▸ **TASK GOAL**:
Repeat the entries below in full, with every character unchanged.
"""
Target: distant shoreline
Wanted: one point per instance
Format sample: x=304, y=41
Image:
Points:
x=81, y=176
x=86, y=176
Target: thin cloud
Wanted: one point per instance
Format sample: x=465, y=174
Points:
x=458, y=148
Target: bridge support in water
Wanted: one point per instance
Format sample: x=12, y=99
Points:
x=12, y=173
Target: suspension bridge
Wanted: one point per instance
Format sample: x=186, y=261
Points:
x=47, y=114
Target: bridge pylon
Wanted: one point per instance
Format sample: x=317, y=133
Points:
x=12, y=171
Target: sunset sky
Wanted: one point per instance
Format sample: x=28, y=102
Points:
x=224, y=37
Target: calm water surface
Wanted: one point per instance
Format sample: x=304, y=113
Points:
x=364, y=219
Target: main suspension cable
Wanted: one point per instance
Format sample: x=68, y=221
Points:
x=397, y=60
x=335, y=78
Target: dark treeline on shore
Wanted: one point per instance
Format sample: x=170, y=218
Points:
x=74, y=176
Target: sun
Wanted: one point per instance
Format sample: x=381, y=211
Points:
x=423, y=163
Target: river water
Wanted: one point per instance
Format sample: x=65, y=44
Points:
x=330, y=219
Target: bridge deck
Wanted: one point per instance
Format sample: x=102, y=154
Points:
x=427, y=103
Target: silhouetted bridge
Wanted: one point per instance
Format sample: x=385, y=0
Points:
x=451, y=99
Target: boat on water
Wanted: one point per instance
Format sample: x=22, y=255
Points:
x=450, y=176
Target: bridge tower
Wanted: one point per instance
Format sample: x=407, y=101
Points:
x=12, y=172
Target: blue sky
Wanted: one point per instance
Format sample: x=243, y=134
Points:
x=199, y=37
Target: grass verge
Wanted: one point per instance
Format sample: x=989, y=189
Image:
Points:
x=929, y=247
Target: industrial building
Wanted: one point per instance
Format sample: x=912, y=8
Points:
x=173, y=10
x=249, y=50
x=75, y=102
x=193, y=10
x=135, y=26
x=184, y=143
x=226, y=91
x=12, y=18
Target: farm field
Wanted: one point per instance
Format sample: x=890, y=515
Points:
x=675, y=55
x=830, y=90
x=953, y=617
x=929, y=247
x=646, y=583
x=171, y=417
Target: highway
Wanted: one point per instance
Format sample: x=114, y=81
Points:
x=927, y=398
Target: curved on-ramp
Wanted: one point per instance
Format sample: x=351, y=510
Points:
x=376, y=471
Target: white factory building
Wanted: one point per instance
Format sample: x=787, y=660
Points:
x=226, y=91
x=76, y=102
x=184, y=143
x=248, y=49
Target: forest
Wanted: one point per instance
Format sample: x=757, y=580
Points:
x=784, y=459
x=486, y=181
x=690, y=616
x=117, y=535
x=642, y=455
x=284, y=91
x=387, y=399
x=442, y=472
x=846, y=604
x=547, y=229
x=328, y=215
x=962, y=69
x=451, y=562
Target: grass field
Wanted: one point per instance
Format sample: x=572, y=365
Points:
"""
▸ **ANSWER BOX**:
Target: distant shoreline
Wanted: one point per instance
Format sample: x=304, y=41
Image:
Points:
x=81, y=176
x=86, y=176
Target: thin cloud
Wanted: one point per instance
Format sample: x=465, y=174
Points:
x=458, y=148
Target: bridge support in water
Wanted: one point per instance
Format sample: x=12, y=99
Points:
x=12, y=173
Target: suspension bridge
Wanted: one point per instance
Format sample: x=186, y=261
Points:
x=47, y=114
Target: bridge pylon
Wanted: one point per instance
Format sample: x=317, y=133
Points:
x=12, y=171
Target: sunset sky
Wanted: one point per instance
Format sample: x=28, y=102
Points:
x=224, y=37
Target: calm water surface
Wanted: one point per instance
Format sample: x=304, y=113
Points:
x=364, y=219
Target: main suspension cable
Wanted: one point per instance
Format sample: x=68, y=221
Points:
x=397, y=60
x=335, y=78
Target: dark treeline on shore
Wanted: one point per instance
Format sample: x=170, y=218
Points:
x=74, y=176
Target: sun
Wanted: one point per instance
Format sample: x=381, y=211
Points:
x=423, y=163
Target: river water
Wanted: one point per instance
Format sample: x=65, y=44
Points:
x=330, y=219
Target: bridge deck
Wanted: one point per instance
Format sample: x=102, y=154
Points:
x=427, y=103
Target: silhouetted bridge
Wanted: one point per instance
Format sample: x=385, y=0
Points:
x=451, y=99
Target: boat on water
Wanted: one point per instance
Format sample: x=22, y=255
Points:
x=450, y=176
Target: bridge tower
Wanted: one point per instance
Format sample: x=407, y=101
Points:
x=12, y=172
Target: blue sky
Wanted: one point per instance
Format sample: x=243, y=134
Points:
x=199, y=37
Target: grass verge
Wanted: one point per instance
Format sample: x=989, y=189
Image:
Points:
x=929, y=247
Target: industrial building
Wanted: one point per instance
Format sample: x=912, y=8
Points:
x=173, y=10
x=249, y=50
x=75, y=102
x=193, y=10
x=135, y=26
x=184, y=143
x=226, y=91
x=12, y=18
Target: farm field
Wanted: one point per instance
Format sample: x=890, y=515
Points:
x=675, y=55
x=830, y=90
x=953, y=617
x=929, y=247
x=646, y=583
x=171, y=417
Target: highway
Wanted: one point per instance
Format sample: x=114, y=81
Points:
x=927, y=398
Target: curved on-ramp
Wanted: one point per instance
Format sample: x=351, y=510
Points:
x=376, y=471
Target: white factory building
Wanted: one point per instance
Format sample: x=787, y=660
Points:
x=226, y=91
x=76, y=102
x=184, y=143
x=248, y=49
Target: forest
Wanted: one point per instance
Format sample: x=757, y=580
Points:
x=784, y=459
x=486, y=181
x=690, y=616
x=117, y=535
x=642, y=455
x=284, y=91
x=387, y=399
x=442, y=472
x=846, y=604
x=547, y=229
x=328, y=215
x=962, y=69
x=451, y=562
Target: grass field
Wanted: one point per instance
Format sample: x=572, y=365
Points:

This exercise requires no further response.